((
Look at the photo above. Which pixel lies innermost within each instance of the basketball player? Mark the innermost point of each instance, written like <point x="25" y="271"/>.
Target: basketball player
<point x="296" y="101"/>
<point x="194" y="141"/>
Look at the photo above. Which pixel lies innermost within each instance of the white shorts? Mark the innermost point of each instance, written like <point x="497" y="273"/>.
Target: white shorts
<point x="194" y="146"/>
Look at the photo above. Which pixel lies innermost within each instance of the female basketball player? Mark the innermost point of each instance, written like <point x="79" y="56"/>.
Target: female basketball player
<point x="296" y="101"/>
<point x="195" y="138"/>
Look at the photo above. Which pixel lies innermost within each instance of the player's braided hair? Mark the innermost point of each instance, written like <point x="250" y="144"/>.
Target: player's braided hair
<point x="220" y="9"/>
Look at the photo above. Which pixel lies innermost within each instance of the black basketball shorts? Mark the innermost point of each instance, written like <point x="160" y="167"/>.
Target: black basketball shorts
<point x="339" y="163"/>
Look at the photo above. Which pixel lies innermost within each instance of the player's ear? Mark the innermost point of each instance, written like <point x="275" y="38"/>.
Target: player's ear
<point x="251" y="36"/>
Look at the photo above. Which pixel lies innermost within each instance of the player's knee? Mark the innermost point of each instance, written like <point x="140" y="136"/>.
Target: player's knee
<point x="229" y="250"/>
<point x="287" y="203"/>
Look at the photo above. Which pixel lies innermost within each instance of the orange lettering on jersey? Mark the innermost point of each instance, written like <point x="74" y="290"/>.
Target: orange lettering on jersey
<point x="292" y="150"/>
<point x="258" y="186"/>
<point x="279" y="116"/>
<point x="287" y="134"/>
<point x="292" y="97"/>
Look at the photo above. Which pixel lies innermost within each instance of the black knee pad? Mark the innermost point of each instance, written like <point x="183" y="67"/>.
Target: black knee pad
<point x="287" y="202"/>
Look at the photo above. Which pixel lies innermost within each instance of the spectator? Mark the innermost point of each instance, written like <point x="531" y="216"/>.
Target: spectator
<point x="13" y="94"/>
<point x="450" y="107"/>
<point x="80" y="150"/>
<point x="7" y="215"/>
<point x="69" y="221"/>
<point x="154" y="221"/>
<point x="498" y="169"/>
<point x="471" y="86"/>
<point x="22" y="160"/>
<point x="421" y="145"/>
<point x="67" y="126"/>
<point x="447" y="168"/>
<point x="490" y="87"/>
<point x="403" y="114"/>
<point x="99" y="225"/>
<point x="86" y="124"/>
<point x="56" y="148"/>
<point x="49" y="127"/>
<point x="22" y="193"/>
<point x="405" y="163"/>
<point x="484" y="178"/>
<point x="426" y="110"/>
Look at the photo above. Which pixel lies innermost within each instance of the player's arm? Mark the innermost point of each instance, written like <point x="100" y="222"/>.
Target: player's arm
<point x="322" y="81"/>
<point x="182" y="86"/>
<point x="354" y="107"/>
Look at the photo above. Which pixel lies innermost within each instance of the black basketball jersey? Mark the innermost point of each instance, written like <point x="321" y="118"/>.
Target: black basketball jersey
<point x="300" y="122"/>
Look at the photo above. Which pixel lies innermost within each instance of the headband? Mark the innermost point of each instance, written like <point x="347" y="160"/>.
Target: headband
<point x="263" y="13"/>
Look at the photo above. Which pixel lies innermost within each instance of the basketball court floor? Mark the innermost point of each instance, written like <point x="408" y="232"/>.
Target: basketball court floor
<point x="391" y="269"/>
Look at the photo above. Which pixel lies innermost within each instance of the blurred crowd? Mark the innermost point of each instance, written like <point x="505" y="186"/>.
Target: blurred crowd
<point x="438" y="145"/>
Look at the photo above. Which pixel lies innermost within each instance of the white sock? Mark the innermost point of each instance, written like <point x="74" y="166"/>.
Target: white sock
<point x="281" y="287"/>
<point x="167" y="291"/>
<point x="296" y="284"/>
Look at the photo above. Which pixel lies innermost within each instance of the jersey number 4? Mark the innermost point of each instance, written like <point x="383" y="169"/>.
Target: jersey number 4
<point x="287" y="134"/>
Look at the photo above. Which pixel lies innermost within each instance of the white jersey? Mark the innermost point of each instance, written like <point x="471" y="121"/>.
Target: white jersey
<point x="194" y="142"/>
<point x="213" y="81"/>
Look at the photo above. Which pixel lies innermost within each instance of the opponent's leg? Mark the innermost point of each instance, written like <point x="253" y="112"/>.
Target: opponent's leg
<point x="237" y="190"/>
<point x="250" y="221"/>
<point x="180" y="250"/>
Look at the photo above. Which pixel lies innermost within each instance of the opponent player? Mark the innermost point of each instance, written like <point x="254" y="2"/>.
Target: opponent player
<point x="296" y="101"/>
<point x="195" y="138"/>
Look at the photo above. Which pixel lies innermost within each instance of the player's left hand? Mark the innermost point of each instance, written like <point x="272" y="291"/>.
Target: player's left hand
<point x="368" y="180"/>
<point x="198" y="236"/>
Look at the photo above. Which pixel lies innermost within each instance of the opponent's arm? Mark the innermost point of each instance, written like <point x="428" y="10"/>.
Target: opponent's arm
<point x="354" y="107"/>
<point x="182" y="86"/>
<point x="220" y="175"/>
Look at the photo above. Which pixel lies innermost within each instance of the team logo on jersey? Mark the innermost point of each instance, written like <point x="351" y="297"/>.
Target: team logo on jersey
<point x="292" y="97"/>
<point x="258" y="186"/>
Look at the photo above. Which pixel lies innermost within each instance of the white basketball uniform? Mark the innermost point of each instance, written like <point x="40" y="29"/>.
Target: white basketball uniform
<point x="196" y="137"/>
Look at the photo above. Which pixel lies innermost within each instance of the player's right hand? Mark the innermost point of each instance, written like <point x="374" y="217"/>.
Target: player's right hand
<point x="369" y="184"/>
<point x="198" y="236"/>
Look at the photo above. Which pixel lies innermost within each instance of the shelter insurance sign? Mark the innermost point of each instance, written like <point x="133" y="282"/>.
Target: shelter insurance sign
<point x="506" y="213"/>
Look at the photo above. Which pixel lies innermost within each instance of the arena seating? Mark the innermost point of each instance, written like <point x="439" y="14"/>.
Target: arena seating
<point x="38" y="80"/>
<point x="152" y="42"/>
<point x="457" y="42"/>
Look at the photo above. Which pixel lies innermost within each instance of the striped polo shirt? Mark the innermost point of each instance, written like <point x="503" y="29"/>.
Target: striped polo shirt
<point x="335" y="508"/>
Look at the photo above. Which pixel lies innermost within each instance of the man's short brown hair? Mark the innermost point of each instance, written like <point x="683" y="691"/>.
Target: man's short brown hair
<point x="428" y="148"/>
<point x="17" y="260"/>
))
*What you will do*. What is needed is an exact copy of the line containing "Target: striped polo shirt" and each line after it, through the final line of the entries above.

*Task response*.
Target: striped polo shirt
<point x="335" y="508"/>
Look at the photo above. Which pixel lies innermost within each instance of the man's short brown hair? Mark the innermost point of each instance, written like <point x="683" y="691"/>.
Target: man's short brown hair
<point x="428" y="148"/>
<point x="17" y="260"/>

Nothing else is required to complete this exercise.